CHALLENGE. Rewrite the entries below, replacing "thickest" with "widest" wherever it appears and keeping everything else unchanged.

(Recorded data)
+ + + + +
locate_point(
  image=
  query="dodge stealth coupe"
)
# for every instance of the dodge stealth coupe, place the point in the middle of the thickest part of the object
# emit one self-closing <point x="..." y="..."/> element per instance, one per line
+ + + + +
WRITTEN SOLUTION.
locate_point(
  image=
  query="dodge stealth coupe"
)
# for every instance of the dodge stealth coupe, place the point in the middle of the widest part of the object
# emit one self-closing <point x="..." y="..."/> element per instance, one per line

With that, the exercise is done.